◆ **Exercise aim**: According to the piece on soccer in the US, roughly how many people take part in the sport there?

◆ **Text block**:
▽

Soccer Haters: Guess Who is in your Rear View Mirror?


Good lord, American fans, how many times have you heard it? "Soccer will never make it in the US" "Soccer is a game for kids and girls" "Soccer fans in America have been saying for years they will catch up" "Soccer tried this in the 70's" "Soccer sucks"...etc.

What the people who suggest “soccer will never be popular in the US” are trying to say is, 'soccer as a professional spectator sport will never be popular in the US'. Near term - probably, long term - maybe, never - highly unlikely.

What most conscious people have known for about a decade or so now is that football is the most popular participation team sport (approx. 18 million) in the US and the numbers are still trending upward.

One may not find a statistical correlation between participation and spectatorship in the US; but overall the game makes more sense to more Americans than ever. What does that mean? It means for the first time in the history of soccer in American, there are people who have spent their lives playing and watching football, who are having children and raising those children with a deep understanding of the game.

△

◆ **Material provided**:
▽

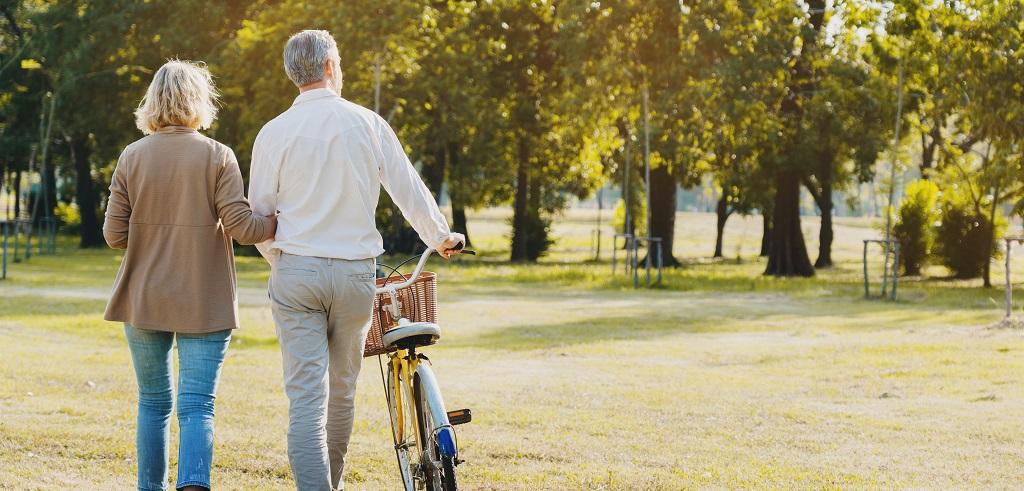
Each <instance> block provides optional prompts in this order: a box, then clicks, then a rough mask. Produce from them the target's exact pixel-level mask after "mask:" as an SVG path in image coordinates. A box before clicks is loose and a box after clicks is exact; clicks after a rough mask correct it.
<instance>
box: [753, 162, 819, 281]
mask: <svg viewBox="0 0 1024 491" xmlns="http://www.w3.org/2000/svg"><path fill="white" fill-rule="evenodd" d="M800 181H801V178H800V172H798V171H795V170H782V171H779V172H778V174H776V176H775V205H774V206H773V210H774V214H773V216H772V237H771V246H770V247H771V250H770V251H769V254H768V268H767V269H765V275H772V276H783V277H790V276H803V277H810V276H814V267H812V265H811V259H810V258H809V257H808V256H807V245H806V244H805V243H804V234H803V232H802V231H801V230H800Z"/></svg>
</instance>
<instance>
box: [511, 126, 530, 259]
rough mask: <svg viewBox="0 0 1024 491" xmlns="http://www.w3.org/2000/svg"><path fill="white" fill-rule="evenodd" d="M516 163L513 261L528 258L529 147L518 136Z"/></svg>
mask: <svg viewBox="0 0 1024 491" xmlns="http://www.w3.org/2000/svg"><path fill="white" fill-rule="evenodd" d="M517 154H518V155H517V157H518V160H519V162H518V164H519V167H518V169H517V170H516V182H515V199H514V202H513V205H512V254H511V257H510V259H511V260H512V261H513V262H523V261H526V260H528V258H527V254H526V242H527V234H528V230H527V229H528V226H527V221H528V218H527V217H526V213H527V212H528V210H527V206H528V203H527V201H528V198H529V196H528V193H529V149H528V148H527V144H526V140H525V139H524V138H523V137H522V136H520V137H519V141H518V151H517Z"/></svg>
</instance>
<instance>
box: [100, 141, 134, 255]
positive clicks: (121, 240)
mask: <svg viewBox="0 0 1024 491" xmlns="http://www.w3.org/2000/svg"><path fill="white" fill-rule="evenodd" d="M126 154H127V149H126V150H125V152H122V153H121V157H120V158H119V159H118V165H117V167H115V168H114V175H113V176H111V193H110V195H111V197H110V199H109V200H108V201H106V212H105V213H104V214H103V240H105V241H106V245H109V246H111V248H114V249H127V248H128V222H129V220H130V219H131V200H129V198H128V188H127V180H128V177H127V175H126V174H127V172H128V170H127V168H126V167H127V164H126V163H125V160H126V158H125V155H126Z"/></svg>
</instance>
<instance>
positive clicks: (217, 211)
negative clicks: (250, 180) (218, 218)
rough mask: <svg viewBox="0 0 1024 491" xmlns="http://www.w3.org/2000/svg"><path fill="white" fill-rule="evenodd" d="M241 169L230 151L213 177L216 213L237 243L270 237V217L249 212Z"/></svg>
mask: <svg viewBox="0 0 1024 491" xmlns="http://www.w3.org/2000/svg"><path fill="white" fill-rule="evenodd" d="M244 188H245V187H244V186H243V183H242V171H241V170H240V169H239V162H238V160H236V158H234V154H233V153H230V152H229V153H228V158H227V160H226V162H224V165H223V166H221V169H220V174H219V175H218V177H217V191H216V198H215V200H216V206H217V215H218V216H220V221H221V222H222V223H223V224H224V231H225V232H227V235H229V236H231V237H232V238H234V240H237V241H238V242H239V243H240V244H246V245H251V244H256V243H259V242H263V241H265V240H267V239H271V238H273V232H274V231H273V228H272V227H271V226H270V218H267V217H266V216H259V215H256V214H254V213H253V210H252V209H251V208H250V207H249V201H248V200H246V196H245V194H244V193H243V190H244Z"/></svg>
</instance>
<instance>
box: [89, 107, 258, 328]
mask: <svg viewBox="0 0 1024 491" xmlns="http://www.w3.org/2000/svg"><path fill="white" fill-rule="evenodd" d="M231 237H233V238H234V239H236V240H238V241H239V242H240V243H242V244H254V243H257V242H262V241H264V240H266V239H269V238H271V237H272V231H271V230H270V223H269V219H268V218H266V217H263V216H253V213H252V211H251V210H250V208H249V202H248V201H246V198H245V195H244V194H243V183H242V172H241V171H240V170H239V164H238V161H237V160H236V159H234V154H233V153H232V152H231V149H229V148H227V147H225V146H223V145H221V144H219V142H217V141H215V140H213V139H211V138H208V137H206V136H203V135H201V134H200V133H199V132H197V131H196V130H194V129H190V128H186V127H182V126H170V127H165V128H163V129H161V130H160V131H158V132H157V133H154V134H151V135H148V136H145V137H143V138H141V139H139V140H137V141H135V142H133V144H131V145H129V146H128V147H127V148H126V149H125V150H124V152H123V153H122V154H121V158H120V159H119V160H118V165H117V168H116V169H115V170H114V176H113V177H112V178H111V199H110V201H109V202H108V204H106V216H105V219H104V220H103V238H104V239H106V243H108V244H109V245H110V246H111V247H113V248H116V249H126V251H125V255H124V258H123V259H122V260H121V269H120V270H119V271H118V276H117V279H116V280H115V281H114V291H113V293H112V295H111V300H110V302H109V303H108V304H106V313H105V315H104V316H103V319H105V320H108V321H122V322H127V323H129V324H131V325H133V326H135V327H140V328H143V329H154V330H160V331H174V332H185V333H206V332H215V331H220V330H224V329H233V328H237V327H239V303H238V295H237V293H236V285H234V255H233V253H232V252H231Z"/></svg>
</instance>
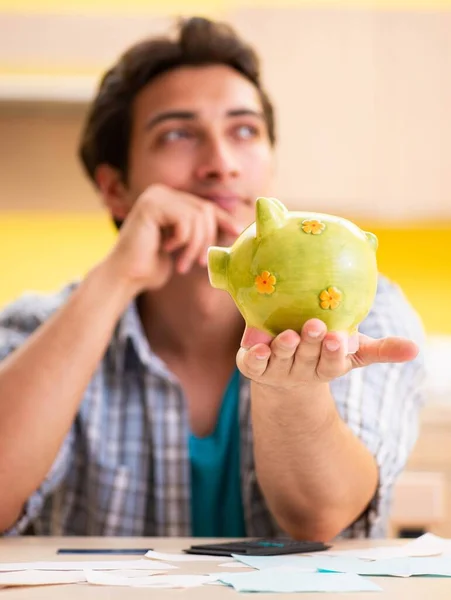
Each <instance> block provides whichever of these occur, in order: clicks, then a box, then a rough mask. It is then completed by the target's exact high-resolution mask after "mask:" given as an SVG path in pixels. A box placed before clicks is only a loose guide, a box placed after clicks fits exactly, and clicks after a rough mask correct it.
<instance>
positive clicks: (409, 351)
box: [351, 335, 419, 367]
mask: <svg viewBox="0 0 451 600" xmlns="http://www.w3.org/2000/svg"><path fill="white" fill-rule="evenodd" d="M418 352H419V347H418V346H417V344H415V342H413V341H412V340H409V339H406V338H401V337H388V338H383V339H379V340H375V339H372V338H369V337H367V336H364V335H361V336H360V347H359V349H358V351H357V352H356V354H355V355H353V358H352V360H353V361H355V362H356V363H357V364H356V365H355V366H360V367H364V366H366V365H371V364H373V363H395V362H408V361H410V360H413V359H414V358H416V356H417V355H418ZM351 356H352V355H351Z"/></svg>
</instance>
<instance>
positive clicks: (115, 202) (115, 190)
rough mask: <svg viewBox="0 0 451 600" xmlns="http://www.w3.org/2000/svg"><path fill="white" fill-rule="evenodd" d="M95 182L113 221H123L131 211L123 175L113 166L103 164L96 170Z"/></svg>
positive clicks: (99, 165) (105, 164)
mask: <svg viewBox="0 0 451 600" xmlns="http://www.w3.org/2000/svg"><path fill="white" fill-rule="evenodd" d="M95 182H96V184H97V187H98V188H99V191H100V194H101V196H102V200H103V203H104V204H105V206H106V207H107V208H108V209H109V210H110V213H111V216H112V217H113V219H115V220H117V221H123V220H124V219H125V217H126V216H127V214H128V212H129V210H130V200H129V194H128V190H127V187H126V185H125V184H124V181H123V178H122V174H121V173H120V172H119V171H118V170H117V169H115V168H114V167H112V166H111V165H107V164H101V165H99V166H98V167H97V168H96V172H95Z"/></svg>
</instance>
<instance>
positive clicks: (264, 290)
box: [255, 271, 277, 294]
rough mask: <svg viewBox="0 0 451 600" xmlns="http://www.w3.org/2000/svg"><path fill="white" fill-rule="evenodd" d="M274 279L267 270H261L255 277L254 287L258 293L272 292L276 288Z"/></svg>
mask: <svg viewBox="0 0 451 600" xmlns="http://www.w3.org/2000/svg"><path fill="white" fill-rule="evenodd" d="M276 281H277V280H276V278H275V277H274V275H272V274H271V273H270V272H269V271H262V272H261V273H260V275H257V277H256V278H255V287H256V288H257V291H258V292H259V293H260V294H272V293H273V292H274V291H275V289H276V287H275V286H276Z"/></svg>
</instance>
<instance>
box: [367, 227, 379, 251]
mask: <svg viewBox="0 0 451 600" xmlns="http://www.w3.org/2000/svg"><path fill="white" fill-rule="evenodd" d="M365 235H366V239H367V240H368V241H369V243H370V244H371V246H372V248H373V250H377V247H378V245H379V240H378V239H377V237H376V236H375V235H374V233H371V232H369V231H365Z"/></svg>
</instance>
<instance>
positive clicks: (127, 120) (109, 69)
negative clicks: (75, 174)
mask: <svg viewBox="0 0 451 600" xmlns="http://www.w3.org/2000/svg"><path fill="white" fill-rule="evenodd" d="M215 64H220V65H227V66H229V67H231V68H233V69H235V70H236V71H237V72H238V73H241V75H243V76H244V77H245V78H246V79H248V80H249V81H250V82H251V83H253V84H254V86H255V87H256V89H257V92H258V94H259V97H260V100H261V103H262V108H263V114H264V117H265V121H266V126H267V129H268V135H269V139H270V141H271V143H272V144H274V142H275V132H274V114H273V107H272V104H271V102H270V100H269V98H268V96H267V94H266V92H265V90H264V88H263V86H262V83H261V76H260V65H259V59H258V56H257V54H256V53H255V51H254V50H253V49H252V48H251V47H250V46H249V45H248V44H247V43H245V42H244V41H243V40H242V39H240V37H239V36H238V35H237V34H236V32H235V31H234V30H233V29H232V27H230V26H229V25H227V24H225V23H220V22H215V21H210V20H208V19H204V18H199V17H194V18H190V19H188V20H182V21H180V22H179V24H178V28H177V36H176V38H175V39H171V37H169V36H165V37H153V38H149V39H146V40H143V41H141V42H139V43H138V44H135V45H134V46H132V47H131V48H130V49H129V50H127V51H126V52H125V53H124V54H123V55H122V56H121V57H120V59H119V61H118V62H117V64H115V65H114V66H113V67H112V68H111V69H109V70H108V71H107V72H106V73H105V75H104V76H103V78H102V80H101V82H100V86H99V90H98V93H97V96H96V98H95V99H94V101H93V103H92V105H91V107H90V110H89V112H88V115H87V119H86V123H85V126H84V129H83V132H82V137H81V142H80V147H79V156H80V158H81V161H82V163H83V166H84V168H85V169H86V172H87V174H88V176H89V177H90V178H91V179H92V180H93V181H95V172H96V169H97V167H98V166H99V165H100V164H102V163H106V164H109V165H111V166H112V167H115V168H116V169H118V170H119V171H120V172H121V174H122V177H123V179H124V181H126V180H127V169H128V154H129V144H130V134H131V125H132V105H133V101H134V99H135V97H136V95H137V94H138V93H139V92H140V91H141V90H142V89H143V88H144V87H145V86H146V85H147V84H148V83H150V82H151V81H152V80H153V79H154V78H155V77H157V76H158V75H161V74H162V73H165V72H167V71H170V70H172V69H176V68H178V67H184V66H208V65H215Z"/></svg>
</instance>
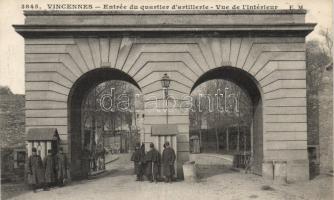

△

◆ **Response below**: About 18 million.